Go through the data below. Pull out every line that has the word "person".
(Beginning of Dataset content)
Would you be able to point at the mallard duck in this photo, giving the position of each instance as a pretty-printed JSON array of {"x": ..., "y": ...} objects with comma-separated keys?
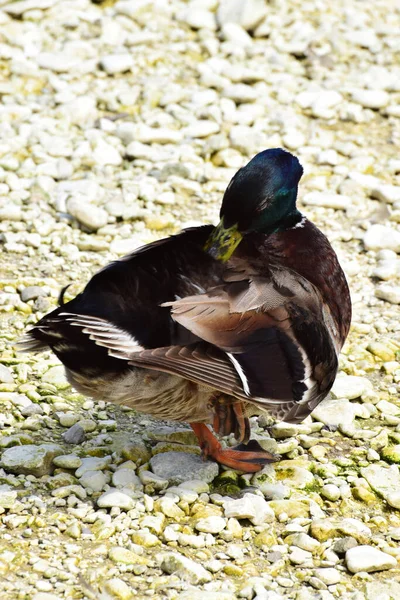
[{"x": 215, "y": 323}]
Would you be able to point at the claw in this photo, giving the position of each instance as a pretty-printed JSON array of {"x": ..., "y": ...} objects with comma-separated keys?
[{"x": 249, "y": 457}]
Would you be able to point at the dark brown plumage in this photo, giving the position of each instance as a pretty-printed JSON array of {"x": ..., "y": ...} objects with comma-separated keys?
[{"x": 211, "y": 324}]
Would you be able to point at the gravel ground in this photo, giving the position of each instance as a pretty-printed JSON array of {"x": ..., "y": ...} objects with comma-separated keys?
[{"x": 122, "y": 122}]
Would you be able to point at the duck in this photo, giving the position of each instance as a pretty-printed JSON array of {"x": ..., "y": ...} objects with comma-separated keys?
[{"x": 214, "y": 325}]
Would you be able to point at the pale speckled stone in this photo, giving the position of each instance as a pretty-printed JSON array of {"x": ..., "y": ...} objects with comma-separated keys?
[
  {"x": 184, "y": 568},
  {"x": 368, "y": 559}
]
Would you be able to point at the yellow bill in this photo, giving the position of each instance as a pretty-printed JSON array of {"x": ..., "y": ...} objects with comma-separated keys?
[{"x": 223, "y": 241}]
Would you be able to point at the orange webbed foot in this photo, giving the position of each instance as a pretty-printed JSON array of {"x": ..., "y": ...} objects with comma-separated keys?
[{"x": 250, "y": 457}]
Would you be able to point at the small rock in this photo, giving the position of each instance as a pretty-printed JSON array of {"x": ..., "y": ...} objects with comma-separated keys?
[
  {"x": 331, "y": 492},
  {"x": 105, "y": 154},
  {"x": 5, "y": 375},
  {"x": 116, "y": 63},
  {"x": 350, "y": 387},
  {"x": 334, "y": 412},
  {"x": 56, "y": 376},
  {"x": 119, "y": 589},
  {"x": 233, "y": 32},
  {"x": 382, "y": 590},
  {"x": 93, "y": 463},
  {"x": 114, "y": 497},
  {"x": 30, "y": 459},
  {"x": 240, "y": 93},
  {"x": 336, "y": 201},
  {"x": 390, "y": 293},
  {"x": 93, "y": 480},
  {"x": 329, "y": 576},
  {"x": 67, "y": 461},
  {"x": 247, "y": 13},
  {"x": 386, "y": 193},
  {"x": 368, "y": 559},
  {"x": 374, "y": 99},
  {"x": 198, "y": 18},
  {"x": 32, "y": 292},
  {"x": 379, "y": 237},
  {"x": 126, "y": 477},
  {"x": 8, "y": 496},
  {"x": 179, "y": 467},
  {"x": 122, "y": 555},
  {"x": 251, "y": 507},
  {"x": 201, "y": 129},
  {"x": 184, "y": 568},
  {"x": 91, "y": 216},
  {"x": 341, "y": 546},
  {"x": 303, "y": 541},
  {"x": 74, "y": 435},
  {"x": 210, "y": 524},
  {"x": 391, "y": 454}
]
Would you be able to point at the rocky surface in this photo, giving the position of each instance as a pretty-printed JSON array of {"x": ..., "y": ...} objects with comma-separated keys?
[{"x": 122, "y": 122}]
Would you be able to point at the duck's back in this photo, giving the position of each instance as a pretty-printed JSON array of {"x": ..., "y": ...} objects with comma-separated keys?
[{"x": 128, "y": 293}]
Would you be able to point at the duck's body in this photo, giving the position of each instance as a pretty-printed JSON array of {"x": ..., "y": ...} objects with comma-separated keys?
[{"x": 180, "y": 334}]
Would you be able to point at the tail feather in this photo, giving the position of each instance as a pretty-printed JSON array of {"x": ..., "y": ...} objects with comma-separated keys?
[{"x": 28, "y": 343}]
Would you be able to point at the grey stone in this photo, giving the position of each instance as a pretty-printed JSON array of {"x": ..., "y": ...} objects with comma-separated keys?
[
  {"x": 185, "y": 568},
  {"x": 333, "y": 412},
  {"x": 178, "y": 467},
  {"x": 91, "y": 216},
  {"x": 74, "y": 435},
  {"x": 30, "y": 459},
  {"x": 251, "y": 507},
  {"x": 114, "y": 497},
  {"x": 5, "y": 375},
  {"x": 369, "y": 559},
  {"x": 116, "y": 63},
  {"x": 341, "y": 546},
  {"x": 32, "y": 292},
  {"x": 384, "y": 481},
  {"x": 382, "y": 590},
  {"x": 380, "y": 237},
  {"x": 247, "y": 13},
  {"x": 8, "y": 496}
]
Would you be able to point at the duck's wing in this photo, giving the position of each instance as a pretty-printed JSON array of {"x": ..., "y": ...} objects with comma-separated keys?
[
  {"x": 278, "y": 332},
  {"x": 264, "y": 340}
]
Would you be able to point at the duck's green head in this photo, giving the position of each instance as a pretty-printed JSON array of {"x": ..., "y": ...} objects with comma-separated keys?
[{"x": 260, "y": 197}]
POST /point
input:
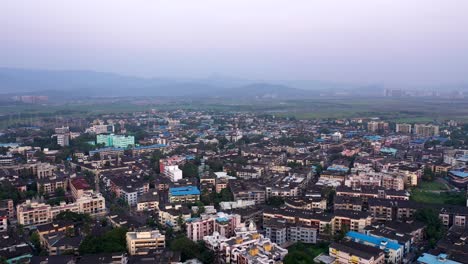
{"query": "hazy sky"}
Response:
(385, 41)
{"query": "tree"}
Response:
(275, 201)
(434, 227)
(112, 241)
(36, 242)
(190, 250)
(428, 174)
(298, 257)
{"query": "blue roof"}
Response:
(151, 146)
(186, 190)
(222, 219)
(9, 145)
(418, 141)
(373, 138)
(376, 241)
(459, 173)
(388, 150)
(331, 168)
(431, 259)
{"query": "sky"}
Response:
(394, 42)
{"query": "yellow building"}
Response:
(138, 243)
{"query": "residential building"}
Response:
(403, 128)
(393, 251)
(173, 172)
(206, 224)
(117, 141)
(352, 252)
(186, 194)
(426, 130)
(140, 242)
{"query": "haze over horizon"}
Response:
(387, 42)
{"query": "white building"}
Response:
(138, 243)
(173, 172)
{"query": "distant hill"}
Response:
(63, 84)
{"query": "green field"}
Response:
(442, 198)
(301, 253)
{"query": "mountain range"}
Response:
(78, 83)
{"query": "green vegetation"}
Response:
(189, 170)
(301, 253)
(72, 216)
(213, 198)
(191, 250)
(432, 186)
(434, 228)
(275, 201)
(435, 198)
(112, 241)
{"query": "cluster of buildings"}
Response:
(248, 186)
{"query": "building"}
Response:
(173, 172)
(3, 221)
(33, 213)
(279, 231)
(100, 129)
(63, 136)
(139, 243)
(426, 130)
(247, 247)
(376, 126)
(427, 258)
(352, 252)
(63, 140)
(38, 212)
(79, 186)
(129, 187)
(186, 194)
(403, 128)
(248, 191)
(117, 141)
(8, 207)
(51, 185)
(393, 251)
(92, 203)
(174, 216)
(148, 201)
(206, 224)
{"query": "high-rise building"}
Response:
(207, 224)
(118, 141)
(173, 172)
(63, 136)
(403, 128)
(375, 126)
(139, 243)
(426, 130)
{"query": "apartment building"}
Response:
(403, 128)
(186, 194)
(37, 212)
(352, 252)
(206, 224)
(52, 184)
(8, 207)
(173, 172)
(280, 232)
(393, 251)
(140, 242)
(426, 130)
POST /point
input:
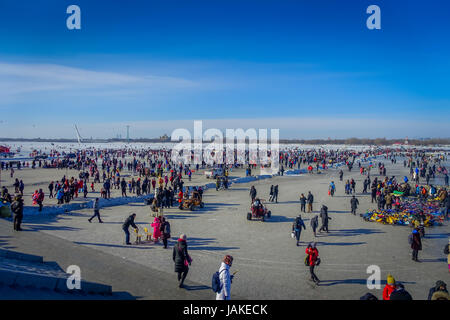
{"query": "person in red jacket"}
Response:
(180, 198)
(313, 257)
(389, 288)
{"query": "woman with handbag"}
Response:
(182, 259)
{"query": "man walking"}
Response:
(225, 279)
(314, 224)
(354, 204)
(17, 209)
(324, 217)
(416, 244)
(312, 258)
(302, 203)
(126, 225)
(275, 194)
(310, 201)
(96, 211)
(297, 227)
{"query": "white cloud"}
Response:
(301, 128)
(16, 79)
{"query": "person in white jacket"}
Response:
(225, 279)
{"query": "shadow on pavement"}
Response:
(353, 232)
(134, 246)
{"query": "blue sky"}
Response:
(310, 68)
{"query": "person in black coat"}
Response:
(252, 193)
(310, 200)
(297, 227)
(324, 217)
(354, 204)
(182, 259)
(165, 231)
(17, 209)
(126, 225)
(400, 293)
(416, 244)
(275, 194)
(303, 203)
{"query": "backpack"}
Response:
(215, 282)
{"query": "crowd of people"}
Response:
(154, 171)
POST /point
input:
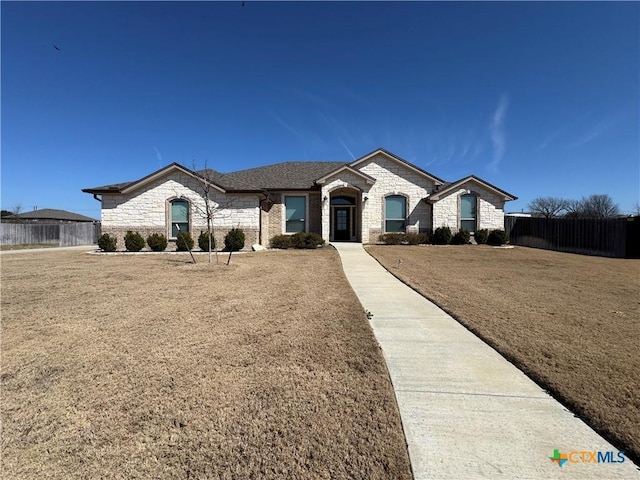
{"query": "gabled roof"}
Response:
(End of Dataset content)
> [Response area]:
{"query": "person in red jacket"}
{"query": "person in white jacket"}
{"query": "person in black coat"}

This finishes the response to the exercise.